Work to complete:
When you reach the line that contains "box: [214, 285, 237, 350]" in the data below, start reproducing lines exactly, and stop after the line that contains "293L215 292L213 304L217".

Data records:
-------------------------

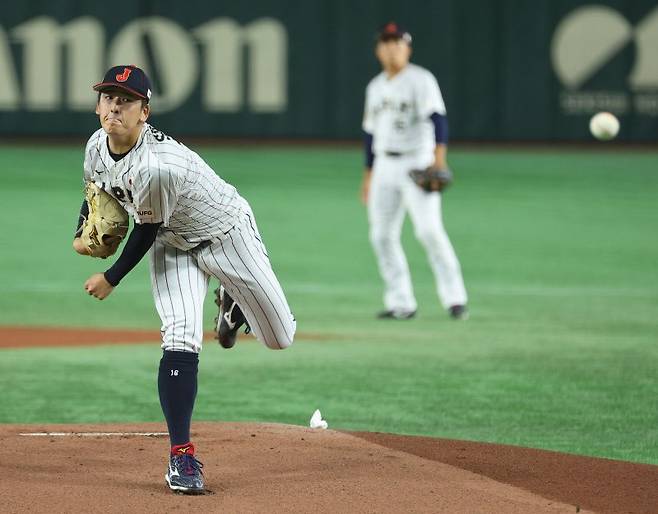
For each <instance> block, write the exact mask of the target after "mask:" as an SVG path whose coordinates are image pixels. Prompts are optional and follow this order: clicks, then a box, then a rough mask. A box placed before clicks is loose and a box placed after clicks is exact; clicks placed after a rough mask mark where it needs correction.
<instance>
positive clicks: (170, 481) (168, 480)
mask: <svg viewBox="0 0 658 514" xmlns="http://www.w3.org/2000/svg"><path fill="white" fill-rule="evenodd" d="M165 482H167V485H168V486H169V489H171V490H172V491H174V492H175V493H179V494H204V493H205V492H206V489H205V487H203V488H201V489H198V488H193V487H183V486H181V485H172V484H171V480H170V478H169V475H167V474H165Z"/></svg>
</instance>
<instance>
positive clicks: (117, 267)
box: [104, 223, 162, 286]
mask: <svg viewBox="0 0 658 514" xmlns="http://www.w3.org/2000/svg"><path fill="white" fill-rule="evenodd" d="M160 225H162V223H141V224H137V223H136V224H135V226H134V227H133V229H132V232H130V235H129V236H128V239H127V240H126V245H125V246H124V247H123V251H122V252H121V255H120V256H119V258H118V259H117V260H116V262H115V263H114V264H113V265H112V267H111V268H110V269H108V270H107V271H106V272H105V274H104V275H105V280H107V281H108V282H109V283H110V284H111V285H112V286H117V285H119V282H121V279H122V278H123V277H125V276H126V275H127V274H128V273H130V270H132V269H133V268H134V267H135V266H137V264H138V263H139V261H141V260H142V257H144V255H146V252H148V250H149V248H151V246H152V245H153V242H154V241H155V236H157V234H158V229H159V228H160Z"/></svg>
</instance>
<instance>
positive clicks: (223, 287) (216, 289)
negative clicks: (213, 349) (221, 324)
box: [214, 285, 237, 350]
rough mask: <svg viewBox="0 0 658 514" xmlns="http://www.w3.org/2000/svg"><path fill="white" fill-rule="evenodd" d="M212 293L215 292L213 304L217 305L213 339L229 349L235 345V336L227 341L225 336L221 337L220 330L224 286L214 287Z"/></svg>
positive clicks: (231, 347) (221, 345)
mask: <svg viewBox="0 0 658 514" xmlns="http://www.w3.org/2000/svg"><path fill="white" fill-rule="evenodd" d="M214 293H215V305H217V307H219V314H217V317H216V318H215V339H217V341H219V346H221V347H222V348H225V349H227V350H230V349H231V348H233V347H234V346H235V341H236V339H237V337H235V338H234V339H233V341H227V340H226V338H225V337H223V336H224V334H222V333H221V332H220V327H221V324H222V301H223V299H224V286H221V285H220V286H219V287H218V288H217V289H215V291H214ZM222 339H223V341H222Z"/></svg>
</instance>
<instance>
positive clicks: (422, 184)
mask: <svg viewBox="0 0 658 514" xmlns="http://www.w3.org/2000/svg"><path fill="white" fill-rule="evenodd" d="M409 176H410V177H411V180H413V181H414V182H415V183H416V184H417V185H418V187H420V188H421V189H423V190H424V191H427V192H428V193H431V192H433V191H443V190H444V189H445V188H447V187H448V186H449V185H450V183H451V182H452V171H450V170H449V169H448V168H443V169H441V168H435V167H433V166H430V167H429V168H425V169H424V170H411V171H410V172H409Z"/></svg>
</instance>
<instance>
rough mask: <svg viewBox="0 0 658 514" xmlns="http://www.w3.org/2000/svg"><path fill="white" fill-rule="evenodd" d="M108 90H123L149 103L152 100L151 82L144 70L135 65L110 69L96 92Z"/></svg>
mask: <svg viewBox="0 0 658 514" xmlns="http://www.w3.org/2000/svg"><path fill="white" fill-rule="evenodd" d="M107 89H123V90H124V91H127V92H128V93H131V94H133V95H135V96H137V97H139V98H141V99H142V100H146V101H147V102H148V101H149V100H150V99H151V81H150V80H149V78H148V77H147V76H146V73H144V70H142V69H141V68H138V67H137V66H135V65H134V64H127V65H121V66H113V67H112V68H110V69H109V70H108V71H107V73H106V74H105V77H104V78H103V80H102V82H99V83H98V84H96V85H95V86H94V90H95V91H106V90H107Z"/></svg>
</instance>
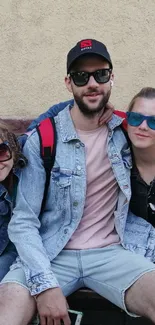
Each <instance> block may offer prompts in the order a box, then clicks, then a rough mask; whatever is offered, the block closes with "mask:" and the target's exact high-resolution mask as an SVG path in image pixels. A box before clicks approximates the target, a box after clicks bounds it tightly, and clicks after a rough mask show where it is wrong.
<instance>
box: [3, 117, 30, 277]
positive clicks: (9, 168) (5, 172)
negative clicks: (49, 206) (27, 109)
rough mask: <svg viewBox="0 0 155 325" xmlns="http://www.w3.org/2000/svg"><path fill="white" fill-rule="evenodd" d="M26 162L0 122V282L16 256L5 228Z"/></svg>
mask: <svg viewBox="0 0 155 325" xmlns="http://www.w3.org/2000/svg"><path fill="white" fill-rule="evenodd" d="M26 162H27V161H26V158H25V157H24V156H23V154H22V153H21V150H20V146H19V143H18V141H17V138H16V136H15V135H14V134H13V133H12V132H10V131H9V130H8V128H7V126H6V124H4V123H3V122H1V121H0V280H2V278H3V277H4V275H5V274H6V273H7V272H8V270H9V267H10V265H11V264H12V262H13V261H14V260H15V258H16V256H17V253H16V249H15V247H14V245H13V244H12V243H11V242H10V241H9V238H8V233H7V227H8V223H9V221H10V218H11V214H12V209H13V208H14V206H15V198H16V189H17V184H18V178H19V174H20V169H21V168H23V167H24V166H25V165H26Z"/></svg>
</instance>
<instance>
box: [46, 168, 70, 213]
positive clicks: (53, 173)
mask: <svg viewBox="0 0 155 325" xmlns="http://www.w3.org/2000/svg"><path fill="white" fill-rule="evenodd" d="M71 181H72V175H71V172H69V171H65V170H62V171H59V172H56V171H52V184H51V188H52V193H53V194H54V202H55V204H56V207H55V208H56V209H58V210H64V209H65V208H66V207H67V206H68V204H69V201H70V200H69V199H70V192H71V191H70V190H71Z"/></svg>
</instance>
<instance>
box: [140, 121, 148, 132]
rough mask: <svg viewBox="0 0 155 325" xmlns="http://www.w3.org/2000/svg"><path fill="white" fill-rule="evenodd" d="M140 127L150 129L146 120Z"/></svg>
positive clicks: (145, 129) (143, 121) (140, 127)
mask: <svg viewBox="0 0 155 325" xmlns="http://www.w3.org/2000/svg"><path fill="white" fill-rule="evenodd" d="M139 128H140V129H141V130H148V125H147V121H146V120H144V121H143V122H142V123H141V124H140V125H139Z"/></svg>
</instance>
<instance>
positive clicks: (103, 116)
mask: <svg viewBox="0 0 155 325" xmlns="http://www.w3.org/2000/svg"><path fill="white" fill-rule="evenodd" d="M113 112H114V106H113V105H112V104H111V103H110V102H108V103H107V104H106V107H105V110H104V113H103V114H102V115H101V116H100V118H99V125H100V126H101V125H102V124H104V123H107V122H109V121H110V120H111V118H112V114H113Z"/></svg>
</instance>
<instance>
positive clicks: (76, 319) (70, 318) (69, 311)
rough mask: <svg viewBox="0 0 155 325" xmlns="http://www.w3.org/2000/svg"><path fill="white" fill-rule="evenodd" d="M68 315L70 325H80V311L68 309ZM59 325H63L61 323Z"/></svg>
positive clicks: (81, 319) (82, 315)
mask: <svg viewBox="0 0 155 325" xmlns="http://www.w3.org/2000/svg"><path fill="white" fill-rule="evenodd" d="M68 314H69V317H70V320H71V325H80V324H81V320H82V317H83V313H82V311H77V310H72V309H68ZM61 325H64V323H63V321H61Z"/></svg>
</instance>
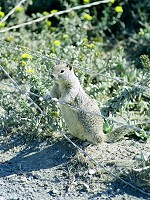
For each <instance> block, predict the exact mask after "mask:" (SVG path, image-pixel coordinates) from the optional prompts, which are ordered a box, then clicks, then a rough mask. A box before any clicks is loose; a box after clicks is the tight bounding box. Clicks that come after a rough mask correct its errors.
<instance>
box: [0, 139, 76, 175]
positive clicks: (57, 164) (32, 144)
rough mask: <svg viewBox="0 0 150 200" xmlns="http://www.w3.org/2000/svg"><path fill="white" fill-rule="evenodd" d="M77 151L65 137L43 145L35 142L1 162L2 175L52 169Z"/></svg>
mask: <svg viewBox="0 0 150 200" xmlns="http://www.w3.org/2000/svg"><path fill="white" fill-rule="evenodd" d="M75 153H76V150H75V149H74V148H73V147H72V145H71V144H69V143H68V142H67V141H66V140H65V139H62V140H59V141H56V142H55V143H54V144H50V145H46V146H45V145H43V146H42V145H41V143H34V144H31V145H28V147H27V148H25V149H23V150H22V151H20V152H19V153H18V154H17V155H16V156H15V157H13V158H11V159H10V160H7V161H5V162H1V163H0V177H6V176H9V175H12V174H19V173H22V172H30V171H38V170H41V169H50V168H52V167H55V166H58V165H61V164H64V163H66V162H67V161H68V159H69V158H70V157H72V156H73V155H74V154H75Z"/></svg>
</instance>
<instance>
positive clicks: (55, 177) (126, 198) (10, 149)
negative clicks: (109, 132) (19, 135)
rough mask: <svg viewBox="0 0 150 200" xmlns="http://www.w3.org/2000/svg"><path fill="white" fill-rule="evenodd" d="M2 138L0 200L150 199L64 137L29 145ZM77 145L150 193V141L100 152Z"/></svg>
mask: <svg viewBox="0 0 150 200" xmlns="http://www.w3.org/2000/svg"><path fill="white" fill-rule="evenodd" d="M0 134H1V135H0V200H41V199H42V200H50V199H54V200H55V199H56V200H76V199H81V200H86V199H89V200H104V199H112V200H122V199H124V200H126V199H132V200H137V199H140V200H142V199H150V196H148V195H146V194H142V193H141V192H139V191H137V190H135V189H133V188H132V187H130V186H128V185H126V184H124V183H122V182H121V181H120V180H117V179H116V178H114V177H112V176H111V175H110V174H109V173H107V172H106V171H105V170H104V169H102V168H101V167H98V166H95V165H94V164H93V163H92V162H91V161H89V159H88V158H87V157H86V156H84V155H83V154H82V153H81V152H79V150H77V149H76V148H75V147H73V145H72V144H70V143H69V142H68V141H67V140H66V139H65V138H63V137H60V138H58V139H57V140H55V141H51V139H50V138H47V139H45V141H44V142H36V141H34V142H30V143H25V142H24V140H23V138H19V137H17V136H14V137H11V138H9V137H7V136H6V135H2V133H0ZM73 141H74V142H75V143H76V144H78V145H79V146H80V147H82V148H83V149H84V150H85V151H86V152H87V153H88V154H89V155H90V156H91V157H92V158H93V159H95V160H96V161H97V162H98V163H100V164H102V165H104V166H105V167H106V168H107V170H110V171H111V172H113V173H115V174H117V175H118V176H119V177H121V178H123V179H124V180H126V181H127V182H129V183H132V184H134V185H136V186H138V187H139V188H141V189H142V190H144V191H146V192H147V193H148V192H149V191H150V185H149V178H150V177H148V176H149V172H150V170H149V166H148V158H149V155H150V149H149V146H150V140H147V141H139V140H135V139H133V138H132V139H131V138H130V139H129V138H126V139H123V140H121V141H119V142H116V143H113V144H112V143H111V144H108V143H104V144H102V145H100V146H98V147H97V146H93V145H89V146H87V147H83V144H81V143H80V142H79V141H78V140H75V139H74V140H73ZM141 168H142V170H141Z"/></svg>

-------------------------

Task solution:
box: [214, 285, 237, 350]
rough mask: <svg viewBox="0 0 658 514" xmlns="http://www.w3.org/2000/svg"><path fill="white" fill-rule="evenodd" d="M212 293L215 292L213 304L217 305L213 339L229 349L235 345V336L227 341L225 336L221 337L220 330L224 286L214 287Z"/></svg>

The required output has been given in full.